CONSIGNE 1 - D'après l'article sur le design et le grand âge, quelle agence Nicolas Reydel dirige-t-il ?
CONSIGNE 2 - Recopiez le passage de l'article sur le design et le grand âge qui va de « Au moment où » jusqu'à « les publics fragiles. ».

Au moment où la revue Influencia se demande si le design pourra sauver le monde, nous avons justement posé une question assez proche à Nicolas Reydel que l’on pourrait retraduire ainsi : le design sauvera-t-il le monde des vieux ? Un monde fait d’objets et d’environnements stigmatisants, où l’on ne peut entrer qu’en se courbant davantage. Nicolas Reydel est designer et directeur de Denovo Design, une agence tournée vers les publics fragiles.
Le principe de la double peine
On s’en doute ou on le vit : avancer dans le grand âge ce n’est pas simple, surtout dans une société de consommation vouée au jeunisme et à la performance. Ainsi, après des décennies à élaborer individuellement notre style avec notre éventail de marques et son air du temps, le passage est particulièrement brutal lorsque, contraints par notre vieillissement d’acquérir de nouveaux objets fonctionnels, l’éventail de rêve se transforme en cauchemardesque entonnoir. Entonnoir qui nous réduit à des objets hideux ou strictement médicaux. « Chez Denovo, on appelle cela la double peine : on a déjà la peine de la baisse de nos capacités physiques et, en plus, tous les objets contribuent à nous stigmatiser en montrant aux autres nos faiblesses, notre maladie ou nos handicaps. »

DONNÉES FOURNIES -
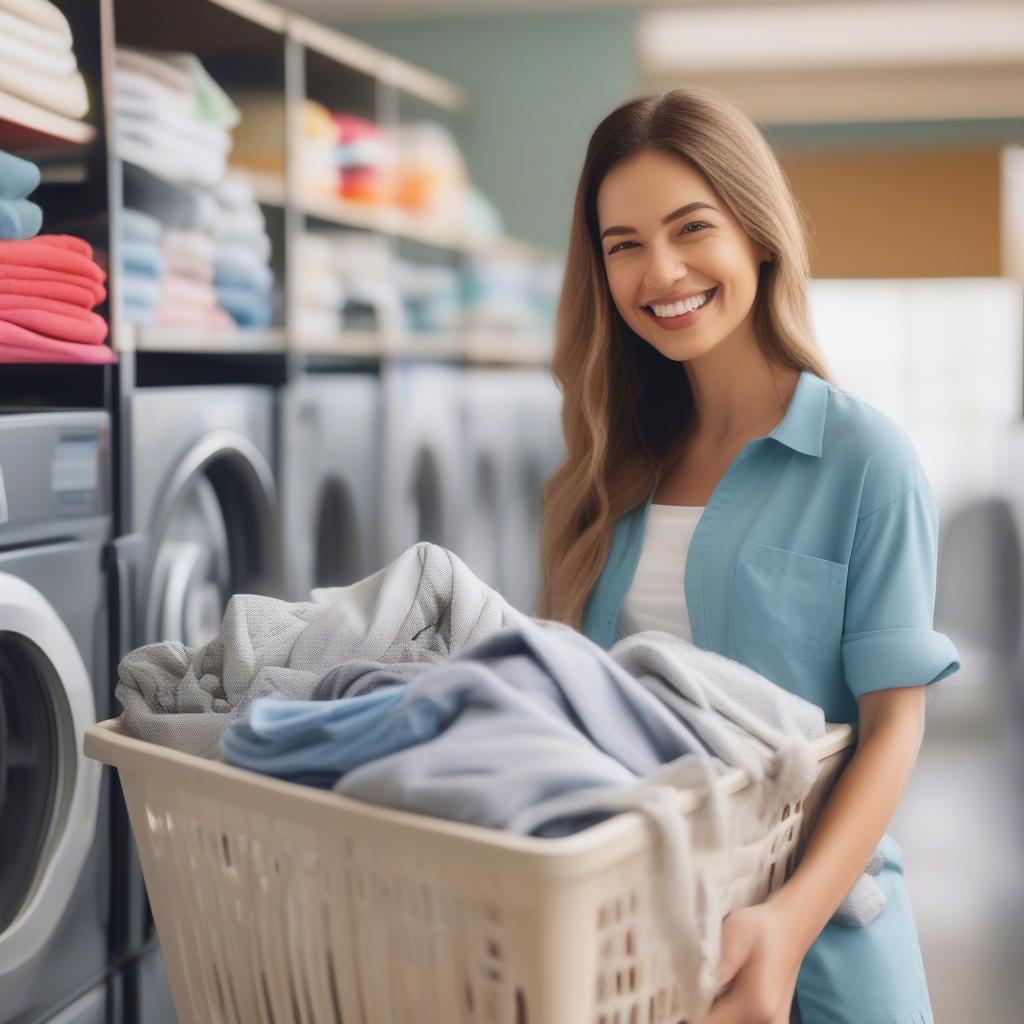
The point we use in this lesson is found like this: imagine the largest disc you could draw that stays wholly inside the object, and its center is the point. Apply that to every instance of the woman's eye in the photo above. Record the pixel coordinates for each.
(693, 223)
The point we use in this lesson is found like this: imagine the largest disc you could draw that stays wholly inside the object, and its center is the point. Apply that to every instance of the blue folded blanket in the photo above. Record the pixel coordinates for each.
(19, 218)
(17, 177)
(249, 308)
(526, 716)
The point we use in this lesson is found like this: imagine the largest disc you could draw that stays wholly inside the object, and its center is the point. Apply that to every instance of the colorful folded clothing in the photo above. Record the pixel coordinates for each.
(18, 344)
(61, 94)
(40, 12)
(52, 252)
(58, 326)
(17, 177)
(249, 308)
(22, 51)
(35, 283)
(45, 38)
(19, 218)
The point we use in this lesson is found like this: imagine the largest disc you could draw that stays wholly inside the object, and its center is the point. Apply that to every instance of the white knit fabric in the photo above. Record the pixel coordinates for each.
(655, 599)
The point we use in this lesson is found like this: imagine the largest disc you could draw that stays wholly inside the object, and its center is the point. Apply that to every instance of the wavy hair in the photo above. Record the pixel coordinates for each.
(625, 404)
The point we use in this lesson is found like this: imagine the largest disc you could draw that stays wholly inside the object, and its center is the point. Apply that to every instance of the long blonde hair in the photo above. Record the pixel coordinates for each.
(625, 404)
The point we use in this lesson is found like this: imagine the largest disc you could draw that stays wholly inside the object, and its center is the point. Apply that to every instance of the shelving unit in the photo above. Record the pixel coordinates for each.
(245, 43)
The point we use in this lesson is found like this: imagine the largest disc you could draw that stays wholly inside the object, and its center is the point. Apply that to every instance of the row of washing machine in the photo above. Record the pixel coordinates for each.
(230, 488)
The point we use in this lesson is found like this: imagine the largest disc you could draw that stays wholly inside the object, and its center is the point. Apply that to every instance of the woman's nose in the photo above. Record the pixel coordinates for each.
(664, 267)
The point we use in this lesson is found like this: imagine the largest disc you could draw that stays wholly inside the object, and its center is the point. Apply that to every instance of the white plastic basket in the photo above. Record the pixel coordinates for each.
(276, 902)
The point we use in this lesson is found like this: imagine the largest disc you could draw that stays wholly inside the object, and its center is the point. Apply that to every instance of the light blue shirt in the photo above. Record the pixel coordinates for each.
(814, 563)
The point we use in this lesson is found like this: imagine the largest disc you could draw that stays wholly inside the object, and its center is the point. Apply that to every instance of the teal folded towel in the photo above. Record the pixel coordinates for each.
(17, 177)
(19, 218)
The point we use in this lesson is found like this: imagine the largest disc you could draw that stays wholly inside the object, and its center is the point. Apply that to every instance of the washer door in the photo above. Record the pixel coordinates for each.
(215, 536)
(340, 555)
(49, 792)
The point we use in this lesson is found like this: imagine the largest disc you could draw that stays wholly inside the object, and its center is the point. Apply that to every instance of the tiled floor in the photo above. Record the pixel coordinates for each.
(962, 828)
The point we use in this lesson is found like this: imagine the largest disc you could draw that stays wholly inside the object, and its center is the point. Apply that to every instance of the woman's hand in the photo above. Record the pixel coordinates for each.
(761, 957)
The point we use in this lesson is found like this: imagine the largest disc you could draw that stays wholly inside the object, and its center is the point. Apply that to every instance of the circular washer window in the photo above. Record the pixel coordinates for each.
(35, 780)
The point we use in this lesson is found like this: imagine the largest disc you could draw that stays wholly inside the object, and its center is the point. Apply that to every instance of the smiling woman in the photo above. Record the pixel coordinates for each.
(717, 484)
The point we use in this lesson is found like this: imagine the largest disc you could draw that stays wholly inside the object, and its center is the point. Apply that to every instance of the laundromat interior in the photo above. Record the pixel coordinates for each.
(315, 327)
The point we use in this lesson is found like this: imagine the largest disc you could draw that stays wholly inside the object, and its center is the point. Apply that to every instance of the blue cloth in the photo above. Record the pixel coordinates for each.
(17, 177)
(814, 563)
(242, 273)
(249, 308)
(19, 218)
(527, 715)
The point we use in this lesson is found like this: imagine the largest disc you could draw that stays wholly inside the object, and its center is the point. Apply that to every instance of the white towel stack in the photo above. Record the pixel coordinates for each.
(172, 118)
(37, 60)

RÉSULTAT 1 - Il dirige Denovo Design, une agence tournée vers les publics fragiles.

RÉSULTAT 2 -
Au moment où la revue Influencia se demande si le design pourra sauver le monde, nous avons justement posé une question assez proche à Nicolas Reydel que l’on pourrait retraduire ainsi : le design sauvera-t-il le monde des vieux ? Un monde fait d’objets et d’environnements stigmatisants, où l’on ne peut entrer qu’en se courbant davantage. Nicolas Reydel est designer et directeur de Denovo Design, une agence tournée vers les publics fragiles.